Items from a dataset

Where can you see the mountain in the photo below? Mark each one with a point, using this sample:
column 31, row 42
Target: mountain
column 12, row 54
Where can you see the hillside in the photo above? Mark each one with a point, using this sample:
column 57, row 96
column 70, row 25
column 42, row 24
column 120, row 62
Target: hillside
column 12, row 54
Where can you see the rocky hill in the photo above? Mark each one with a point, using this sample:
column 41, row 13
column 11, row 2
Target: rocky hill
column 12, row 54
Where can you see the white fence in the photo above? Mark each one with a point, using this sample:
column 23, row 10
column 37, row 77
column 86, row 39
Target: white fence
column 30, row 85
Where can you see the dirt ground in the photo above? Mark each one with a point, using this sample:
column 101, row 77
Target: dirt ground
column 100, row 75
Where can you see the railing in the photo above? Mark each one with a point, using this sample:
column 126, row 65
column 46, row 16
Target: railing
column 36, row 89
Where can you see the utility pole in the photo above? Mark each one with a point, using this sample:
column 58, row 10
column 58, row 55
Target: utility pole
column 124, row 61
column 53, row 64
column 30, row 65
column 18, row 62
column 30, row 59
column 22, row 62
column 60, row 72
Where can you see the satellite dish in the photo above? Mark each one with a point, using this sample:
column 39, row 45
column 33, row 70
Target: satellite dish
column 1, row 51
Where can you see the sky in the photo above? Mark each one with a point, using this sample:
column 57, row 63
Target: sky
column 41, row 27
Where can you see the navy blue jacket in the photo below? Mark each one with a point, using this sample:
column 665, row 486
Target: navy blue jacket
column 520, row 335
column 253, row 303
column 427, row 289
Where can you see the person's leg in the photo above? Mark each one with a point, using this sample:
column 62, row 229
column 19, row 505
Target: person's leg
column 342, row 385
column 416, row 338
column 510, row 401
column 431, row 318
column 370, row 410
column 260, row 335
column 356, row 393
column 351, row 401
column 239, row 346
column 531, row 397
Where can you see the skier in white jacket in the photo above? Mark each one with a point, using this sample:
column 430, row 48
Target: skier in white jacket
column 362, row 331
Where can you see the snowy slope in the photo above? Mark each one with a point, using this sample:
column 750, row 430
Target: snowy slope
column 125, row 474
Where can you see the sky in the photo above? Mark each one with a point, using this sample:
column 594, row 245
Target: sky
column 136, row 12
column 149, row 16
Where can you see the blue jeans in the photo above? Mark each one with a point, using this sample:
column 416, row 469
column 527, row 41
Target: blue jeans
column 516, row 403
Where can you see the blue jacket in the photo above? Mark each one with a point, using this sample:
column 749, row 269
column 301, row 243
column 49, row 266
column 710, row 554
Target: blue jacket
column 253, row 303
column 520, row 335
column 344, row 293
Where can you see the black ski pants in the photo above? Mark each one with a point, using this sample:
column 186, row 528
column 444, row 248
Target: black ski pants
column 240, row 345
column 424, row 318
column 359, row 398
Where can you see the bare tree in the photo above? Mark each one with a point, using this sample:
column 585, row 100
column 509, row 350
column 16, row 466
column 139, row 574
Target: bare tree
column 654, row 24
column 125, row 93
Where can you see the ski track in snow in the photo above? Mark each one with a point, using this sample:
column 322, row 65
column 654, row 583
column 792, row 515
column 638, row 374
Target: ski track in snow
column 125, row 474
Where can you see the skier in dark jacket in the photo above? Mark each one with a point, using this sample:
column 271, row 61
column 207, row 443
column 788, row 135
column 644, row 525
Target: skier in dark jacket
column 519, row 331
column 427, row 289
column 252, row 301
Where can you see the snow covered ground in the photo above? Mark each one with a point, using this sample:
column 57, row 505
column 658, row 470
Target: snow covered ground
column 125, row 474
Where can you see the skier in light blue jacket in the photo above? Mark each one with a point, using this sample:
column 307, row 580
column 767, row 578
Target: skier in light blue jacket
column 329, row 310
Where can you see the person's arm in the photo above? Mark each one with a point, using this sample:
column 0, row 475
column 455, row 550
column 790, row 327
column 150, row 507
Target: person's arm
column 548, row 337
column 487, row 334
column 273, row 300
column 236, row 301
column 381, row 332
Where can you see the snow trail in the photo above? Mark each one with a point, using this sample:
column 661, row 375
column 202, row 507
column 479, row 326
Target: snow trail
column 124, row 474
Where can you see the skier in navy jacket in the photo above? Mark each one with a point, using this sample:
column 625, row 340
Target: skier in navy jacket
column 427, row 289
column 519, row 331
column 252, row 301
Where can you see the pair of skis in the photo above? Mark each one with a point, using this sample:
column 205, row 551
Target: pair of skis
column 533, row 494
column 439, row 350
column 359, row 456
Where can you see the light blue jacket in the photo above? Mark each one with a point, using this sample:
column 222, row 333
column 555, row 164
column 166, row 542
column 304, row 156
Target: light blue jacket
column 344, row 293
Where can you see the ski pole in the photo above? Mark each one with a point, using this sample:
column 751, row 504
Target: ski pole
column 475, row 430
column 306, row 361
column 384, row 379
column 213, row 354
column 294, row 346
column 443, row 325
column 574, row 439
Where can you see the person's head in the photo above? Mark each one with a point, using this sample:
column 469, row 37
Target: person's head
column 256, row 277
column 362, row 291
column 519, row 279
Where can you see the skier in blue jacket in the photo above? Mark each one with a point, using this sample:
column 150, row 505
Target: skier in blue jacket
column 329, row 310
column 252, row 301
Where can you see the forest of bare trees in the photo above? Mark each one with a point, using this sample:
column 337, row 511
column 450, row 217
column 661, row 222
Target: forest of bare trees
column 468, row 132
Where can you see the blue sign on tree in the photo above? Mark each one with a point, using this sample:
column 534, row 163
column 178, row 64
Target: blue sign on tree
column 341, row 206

STATED TASK - Rewrite all of the entries above as a single numbered list, dropping any blank lines.

SOLUTION -
1. Where can you see the mountain in the photo below? Mark each one with a point, using this sample:
2. column 31, row 42
3. Target: mountain
4. column 12, row 54
5. Where can you see the hillside in the photo above? Mark each one with a point, using this sample:
6. column 57, row 96
7. column 70, row 25
8. column 42, row 24
9. column 120, row 62
10. Target: hillside
11. column 12, row 54
12. Where can you see the rocky hill in the photo above? Mark each one with a point, using this sample:
13. column 41, row 13
14. column 11, row 2
15. Target: rocky hill
16. column 12, row 54
17. Where can you see the white fence in the photo above? Mark each one with a point, using this sample:
18. column 23, row 10
19. column 37, row 77
20. column 86, row 39
21. Target: white fence
22. column 30, row 85
23. Where can you see the dirt ground in the photo above? Mark each one with a point, using this sample:
24. column 101, row 77
25. Target: dirt ground
26. column 100, row 75
27. Where can you see the railing in the photo above? Mark each one with a point, using this sample:
28. column 126, row 65
29. column 46, row 16
30. Target: railing
31. column 36, row 89
32. Where can you see the utility pole in the photo above? Mark each one with a point, using this sample:
33. column 58, row 10
34. column 58, row 55
35. Target: utility pole
36. column 124, row 61
37. column 53, row 64
38. column 30, row 65
39. column 18, row 62
40. column 30, row 59
41. column 22, row 62
42. column 60, row 72
43. Where can you see the satellite dish in the photo above? Mark each one with a point, using this sample:
44. column 39, row 45
45. column 33, row 70
46. Target: satellite dish
47. column 1, row 51
48. Where can you see the sky in the photo above? Mark each one with a point, using this sample:
49. column 57, row 63
50. Target: sky
51. column 41, row 27
52. Where can you see the navy blue jacket in the photo below? Mark each one with a point, using this sample:
53. column 665, row 486
54. Target: navy blue jacket
55. column 520, row 335
56. column 253, row 303
57. column 427, row 289
58. Where can you see the person's leg in the photo above? Mark each one with a point, using this sample:
59. column 62, row 229
60. column 19, row 505
61. Target: person's leg
62. column 342, row 385
63. column 416, row 338
64. column 510, row 401
65. column 431, row 318
66. column 370, row 410
67. column 260, row 335
68. column 356, row 393
69. column 351, row 401
70. column 239, row 346
71. column 531, row 397
72. Where can you see the skier in white jacket in the photo above? Mark each one with a point, using this sample:
73. column 430, row 48
74. Target: skier in white jacket
75. column 362, row 331
76. Where can you see the snowy slope in the photo above? Mark each one with a point, using this sample:
77. column 750, row 430
78. Target: snowy slope
79. column 125, row 474
80. Where can you see the sky in the photo above? Mark each one with a point, using this sample:
81. column 594, row 245
82. Target: sky
83. column 136, row 12
84. column 149, row 16
85. Where can you see the blue jeans in the photo above? Mark each one with a point, using this sample:
86. column 416, row 469
87. column 527, row 41
88. Target: blue jeans
89. column 516, row 403
90. Where can you see the blue jacket in the photo above? Mark each one with a point, using this sample:
91. column 749, row 269
92. column 301, row 243
93. column 49, row 266
94. column 710, row 554
95. Target: blue jacket
96. column 253, row 303
97. column 520, row 335
98. column 344, row 293
99. Where can you see the black ski pants in the photo above? Mark each one with a point, using this sample:
100. column 186, row 528
101. column 444, row 248
102. Target: black ski pants
103. column 240, row 345
104. column 424, row 318
105. column 359, row 398
106. Where can you see the bare tree in the photo above? Mark each one with a point, using this sample:
107. column 585, row 100
108. column 509, row 350
109. column 16, row 466
110. column 139, row 574
111. Target: bare tree
112. column 654, row 24
113. column 125, row 93
114. Where can you see the ski track in snow in the photo above? Mark each one with a point, using this sample:
115. column 322, row 65
116. column 654, row 583
117. column 792, row 515
118. column 638, row 374
119. Target: ski track in snow
120. column 125, row 474
121. Where can you see the skier in dark jacket in the photo above? Mark each one with a point, using this sample:
122. column 271, row 61
123. column 207, row 443
124. column 788, row 135
125. column 644, row 525
126. Target: skier in dark jacket
127. column 519, row 331
128. column 427, row 289
129. column 252, row 301
130. Where can you see the snow covered ground in the photo above? Mark each one with a point, using this sample:
131. column 57, row 505
132. column 658, row 470
133. Target: snow covered ground
134. column 125, row 474
135. Where can you see the skier in light blue jacket in the photo above? Mark each one with a point, using this sample:
136. column 307, row 580
137. column 767, row 578
138. Target: skier in light blue jacket
139. column 329, row 310
140. Where can you see the person's arm in the photo above? Mark each one with a point, using this sample:
141. column 0, row 475
142. column 455, row 550
143. column 790, row 327
144. column 150, row 507
145. Target: person's arm
146. column 548, row 337
147. column 487, row 334
148. column 273, row 300
149. column 236, row 301
150. column 381, row 332
151. Where can you see the snow trail in the photo above? Mark each one with a point, using this sample:
152. column 661, row 375
153. column 202, row 507
154. column 479, row 326
155. Target: snow trail
156. column 124, row 474
157. Where can you see the skier in navy jacket in the photo above? Mark each one with a point, using this sample:
158. column 625, row 340
159. Target: skier in navy jacket
160. column 427, row 289
161. column 519, row 331
162. column 252, row 301
163. Where can you see the pair of skis in the photo above? Mark each one with a point, using this sample:
164. column 205, row 551
165. Target: pair of skis
166. column 533, row 494
167. column 439, row 350
168. column 359, row 456
169. Where can you see the light blue jacket in the photo above? Mark each one with a point, using this sample:
170. column 222, row 333
171. column 555, row 164
172. column 166, row 542
173. column 304, row 156
174. Target: light blue jacket
175. column 344, row 293
176. Where can you see the ski pole in the photo above? Mark each one with a point, using this sample:
177. column 751, row 504
178. Target: ski pole
179. column 475, row 430
180. column 306, row 361
181. column 384, row 379
182. column 213, row 354
183. column 294, row 346
184. column 443, row 325
185. column 574, row 439
186. Where can you see the person's head in the photo above? Mark each one with a point, using this sample:
187. column 469, row 37
188. Target: person's head
189. column 256, row 277
190. column 362, row 291
191. column 519, row 279
192. Where can you see the skier in blue jacket in the photo above? Mark each one with a point, using this sample:
193. column 150, row 505
194. Target: skier in blue jacket
195. column 329, row 310
196. column 252, row 301
197. Where can you see the forest of bare trees in the photo above? Mark each one with a point, using this sample:
198. column 337, row 511
199. column 450, row 217
200. column 661, row 222
201. Target: forest of bare trees
202. column 468, row 132
203. Where can you see the blue sign on tree in the photo above? Mark each one with a point, using this sample:
204. column 534, row 163
205. column 178, row 64
206. Target: blue sign on tree
207. column 341, row 206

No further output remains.